Top of MATERIAL PROVIDED

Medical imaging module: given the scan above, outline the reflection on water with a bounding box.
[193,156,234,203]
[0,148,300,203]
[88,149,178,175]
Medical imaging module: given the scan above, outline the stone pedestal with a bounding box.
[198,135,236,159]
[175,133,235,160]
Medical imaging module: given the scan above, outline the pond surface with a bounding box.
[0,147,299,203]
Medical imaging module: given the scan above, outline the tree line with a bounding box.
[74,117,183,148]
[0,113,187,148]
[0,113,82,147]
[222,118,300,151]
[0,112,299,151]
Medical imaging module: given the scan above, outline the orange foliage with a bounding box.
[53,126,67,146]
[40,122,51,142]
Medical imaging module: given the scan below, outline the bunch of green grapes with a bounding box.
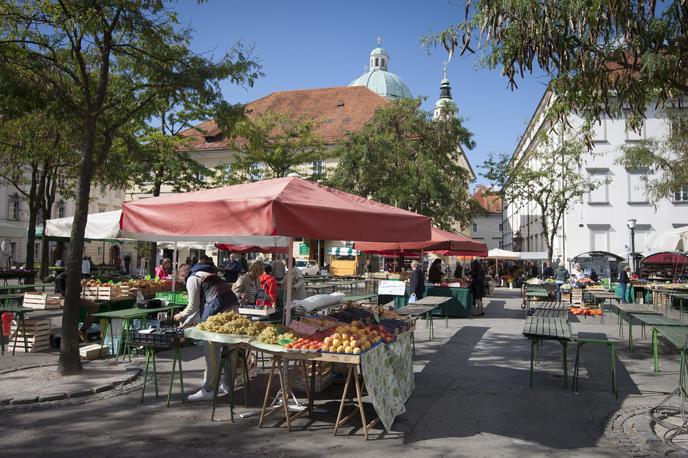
[258,326,279,344]
[197,311,263,335]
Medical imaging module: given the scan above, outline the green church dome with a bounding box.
[349,40,412,100]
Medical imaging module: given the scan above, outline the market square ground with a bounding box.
[0,289,684,457]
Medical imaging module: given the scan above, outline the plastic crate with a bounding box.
[174,292,188,305]
[155,291,177,302]
[127,329,183,348]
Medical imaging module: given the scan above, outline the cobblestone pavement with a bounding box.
[0,289,685,457]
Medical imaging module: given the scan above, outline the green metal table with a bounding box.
[0,283,52,294]
[523,316,572,388]
[613,303,662,350]
[666,292,688,321]
[93,305,183,359]
[397,296,450,340]
[650,325,688,439]
[651,323,688,373]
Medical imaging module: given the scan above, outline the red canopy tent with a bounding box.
[120,177,432,322]
[355,227,488,257]
[642,251,688,265]
[215,243,288,254]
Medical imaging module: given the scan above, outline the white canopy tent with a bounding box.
[486,248,520,260]
[44,210,289,248]
[44,210,289,290]
[484,248,520,278]
[644,226,688,254]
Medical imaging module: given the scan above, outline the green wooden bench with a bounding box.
[523,316,572,388]
[533,308,568,319]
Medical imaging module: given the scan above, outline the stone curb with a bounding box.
[0,364,142,407]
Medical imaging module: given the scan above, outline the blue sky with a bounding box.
[175,0,549,184]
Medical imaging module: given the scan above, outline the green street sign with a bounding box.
[299,242,309,256]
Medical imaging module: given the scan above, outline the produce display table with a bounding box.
[664,291,688,320]
[423,286,473,319]
[522,316,572,388]
[93,305,183,358]
[0,270,33,285]
[184,327,415,439]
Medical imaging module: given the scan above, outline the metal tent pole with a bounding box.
[171,241,178,292]
[285,238,294,325]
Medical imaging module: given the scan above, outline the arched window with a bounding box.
[381,58,385,67]
[375,57,379,67]
[8,194,20,221]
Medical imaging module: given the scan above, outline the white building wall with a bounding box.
[504,95,688,265]
[471,214,502,250]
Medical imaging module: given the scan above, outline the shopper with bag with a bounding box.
[409,260,425,301]
[174,254,239,401]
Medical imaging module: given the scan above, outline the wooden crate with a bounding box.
[81,286,100,300]
[80,344,106,360]
[10,318,51,353]
[96,286,126,300]
[22,292,62,310]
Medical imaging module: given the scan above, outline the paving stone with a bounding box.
[69,389,93,399]
[92,383,114,394]
[9,396,38,405]
[38,393,66,402]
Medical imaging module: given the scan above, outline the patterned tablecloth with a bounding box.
[360,332,414,431]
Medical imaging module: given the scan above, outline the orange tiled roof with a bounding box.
[472,186,502,214]
[179,86,389,150]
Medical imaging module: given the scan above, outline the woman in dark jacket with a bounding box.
[428,258,444,284]
[470,259,485,316]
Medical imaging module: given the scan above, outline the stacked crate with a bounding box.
[23,292,62,310]
[571,288,583,305]
[10,318,51,353]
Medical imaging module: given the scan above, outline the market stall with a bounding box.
[641,251,688,282]
[120,176,432,434]
[355,227,486,317]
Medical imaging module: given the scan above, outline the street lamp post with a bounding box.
[627,219,637,272]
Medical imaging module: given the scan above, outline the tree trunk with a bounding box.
[40,236,50,282]
[58,124,97,376]
[147,180,162,277]
[24,165,40,285]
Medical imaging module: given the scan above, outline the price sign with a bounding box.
[377,280,406,296]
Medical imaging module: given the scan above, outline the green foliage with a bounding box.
[619,112,688,202]
[332,98,476,230]
[0,0,261,375]
[215,110,327,183]
[424,1,688,131]
[481,136,598,261]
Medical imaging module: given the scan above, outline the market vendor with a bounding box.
[232,262,263,305]
[155,258,172,280]
[410,260,425,300]
[258,264,278,307]
[173,254,239,401]
[55,271,99,342]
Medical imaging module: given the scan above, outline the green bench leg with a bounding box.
[167,344,185,408]
[151,347,159,398]
[573,340,617,397]
[653,328,660,373]
[529,339,536,388]
[141,346,152,403]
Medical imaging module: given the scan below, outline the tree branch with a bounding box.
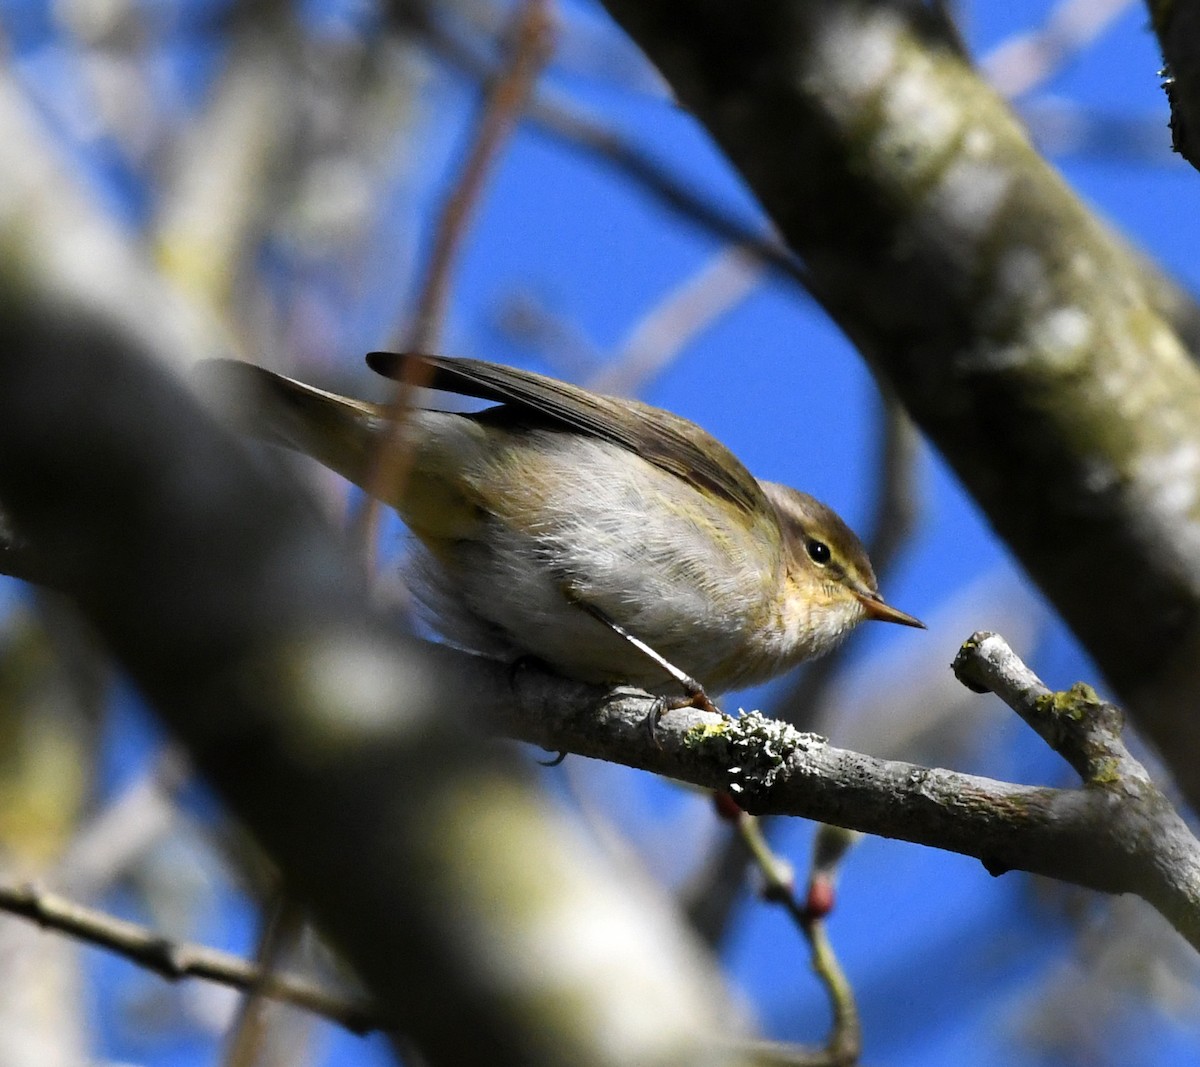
[0,883,380,1034]
[1149,0,1200,172]
[491,636,1200,952]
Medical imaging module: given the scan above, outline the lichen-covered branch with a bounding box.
[490,637,1200,952]
[595,0,1200,813]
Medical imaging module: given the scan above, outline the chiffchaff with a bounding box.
[202,353,922,705]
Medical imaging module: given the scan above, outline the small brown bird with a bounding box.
[203,353,922,704]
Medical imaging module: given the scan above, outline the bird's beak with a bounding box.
[856,591,925,629]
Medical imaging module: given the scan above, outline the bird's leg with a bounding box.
[572,600,724,736]
[508,656,569,766]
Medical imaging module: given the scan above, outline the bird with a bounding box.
[201,352,923,710]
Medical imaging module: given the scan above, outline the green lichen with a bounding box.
[1088,757,1122,785]
[683,719,733,747]
[1037,682,1101,722]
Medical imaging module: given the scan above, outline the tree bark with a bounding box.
[1150,0,1200,172]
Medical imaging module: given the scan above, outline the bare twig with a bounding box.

Bottom of MATERIAL PROVIDED

### [ACTIVITY]
Apart from the pictures, return the records exactly.

### [RESPONSE AREA]
Medical imaging module: given the scan above, outline the reflection on water with a bounding box.
[193,156,234,203]
[0,148,300,203]
[88,149,178,175]
Medical imaging module: given the scan above, outline the stone pedestal with a bounding box.
[198,135,236,159]
[175,133,235,160]
Medical imaging module: given the scan above, outline the pond surface with a bounding box.
[0,147,299,203]
Medical imaging module: given the scan above, outline the tree line with a bounding box.
[74,117,183,148]
[0,113,187,148]
[0,113,82,147]
[222,118,300,151]
[0,112,299,151]
Medical imaging module: given the scan above, outline the orange foliage with a bounding box.
[53,126,67,146]
[40,122,51,142]
Medical imaging module: given the scan below, outline the bunch of green grapes with a bounding box.
[258,326,279,344]
[197,311,263,335]
Medical imaging module: given the scan above, outline the green church dome with a bounding box.
[349,40,412,100]
Medical imaging module: given the scan above, outline the market square ground with a bounding box.
[0,289,684,457]
Medical imaging module: given the scan above, outline the plastic crate with a bounding box.
[174,292,188,305]
[155,291,177,302]
[127,329,183,348]
Medical imaging module: given the scan above, outline the cobblestone pavement with a bounding box.
[0,289,685,457]
Medical imaging module: given the scan above, outline the green metal table with a bounding box.
[0,283,52,294]
[523,316,572,388]
[613,303,662,350]
[666,292,688,321]
[93,305,183,359]
[397,296,450,340]
[650,325,688,439]
[651,323,688,373]
Medical imaging module: given the scan above, outline the red canopy tent with a bounding box.
[120,177,432,322]
[355,227,488,257]
[642,251,688,265]
[215,243,288,254]
Medical imaging module: given the scan above, outline the white canopy tent with a bounding box.
[486,248,520,260]
[44,210,289,248]
[44,210,289,290]
[484,248,520,278]
[644,226,688,254]
Medical imaging module: given the scan above, outline the green wooden bench with a bounding box.
[523,316,572,388]
[533,308,568,319]
Medical imaging module: given the scan above, outline the stone curb with a bounding box.
[0,364,142,407]
Medical imaging module: given the scan above, outline the blue sky with a bounding box.
[175,0,549,184]
Medical imaging module: given the scan above, outline the green street sign with a bounding box.
[299,242,309,256]
Medical imaging module: given the scan above, outline the produce display table with a bounding box.
[664,291,688,320]
[423,286,473,319]
[522,316,572,388]
[93,305,183,358]
[0,270,33,285]
[184,327,415,439]
Medical imaging module: given the scan above, outline the metal tent pole with a bounding box.
[171,241,178,292]
[285,238,294,325]
Medical imaging module: given the scan above, outline the arched window with a bounding box.
[381,58,385,67]
[375,57,379,67]
[8,194,20,221]
Medical imaging module: given the scan above, outline the white building wall with a bounding box.
[504,95,688,265]
[471,214,502,250]
Medical imaging module: given the scan above, outline the shopper with bag with a bounding box.
[409,260,425,301]
[174,254,239,401]
Medical imaging module: given the scan above, outline the wooden crate with a bounding box.
[81,286,100,300]
[80,344,106,360]
[10,318,51,353]
[96,286,126,300]
[22,292,62,310]
Medical imaging module: given the scan above, outline the paving stone with a bounding box.
[69,389,93,399]
[92,383,114,394]
[9,396,38,405]
[38,393,66,402]
Medical imaging module: given the scan above, outline the patterned tablecloth with a bounding box.
[360,332,414,431]
Medical imaging module: given the scan above, outline the orange tiled roof with a bounding box.
[472,186,502,214]
[179,86,389,150]
Medical imaging module: given the scan above, outline the woman in dark jacket with a bounding box.
[428,258,444,284]
[470,259,485,316]
Medical imaging module: given the scan above, outline the stacked crate with a bounding box.
[23,292,62,310]
[571,288,583,305]
[10,318,51,353]
Medical imaging module: given the scan above, outline the market stall with a bounding box.
[641,251,688,282]
[120,176,432,434]
[355,227,486,317]
Medical imaging module: given the scan above, outline the street lamp post with a bounding box.
[627,219,637,272]
Medical imaging module: given the scan above, outline the tree trunk with a bounding box.
[40,236,50,282]
[58,124,97,376]
[147,180,162,277]
[24,165,40,285]
Medical imaging module: given the scan above, outline the price sign with a bounding box.
[377,280,406,296]
Medical imaging module: given the scan above, outline the green foliage with a bounding box.
[619,112,688,202]
[332,98,476,230]
[0,0,261,375]
[215,110,327,183]
[424,1,688,131]
[481,136,598,261]
Medical imaging module: given the scan above, outline the market vendor with a bounding box.
[232,262,263,305]
[155,258,172,280]
[410,260,425,300]
[258,264,278,307]
[173,254,239,401]
[55,271,99,342]
Medical imaging module: given the scan above, outline the green bench leg with a bounding box.
[167,344,185,408]
[151,347,159,398]
[573,340,617,397]
[653,328,660,373]
[529,339,536,388]
[141,346,152,403]
Medical imaging module: given the scan below, outline the tree branch with a bounding box.
[0,883,380,1034]
[1149,0,1200,172]
[491,636,1200,952]
Medical imaging module: given the scan above, outline the lichen-covered branch with a bounding box.
[490,637,1200,952]
[595,0,1200,813]
Medical imaging module: given the scan above, outline the chiffchaff with a bounding box.
[202,353,922,705]
Medical imaging module: given the scan above, outline the small brown bird with a bounding box.
[203,353,922,704]
Medical imaging module: given the scan above, outline the bird's beak with a bounding box.
[856,591,925,629]
Medical imaging module: given the scan above, outline the bird's leg with a bounding box.
[572,600,724,736]
[508,656,569,766]
Medical imaging module: given the scan above, outline the bird with a bounding box.
[201,352,923,710]
Medical imaging module: given the scan above, outline the green lichen with a bounding box.
[1088,757,1122,785]
[683,719,733,747]
[1037,682,1101,722]
Medical imaging module: given the scan above, outline the tree bark with a bounding box.
[1150,0,1200,172]
Medical imaging module: given the scan above, outline the bare twig with a bounding box.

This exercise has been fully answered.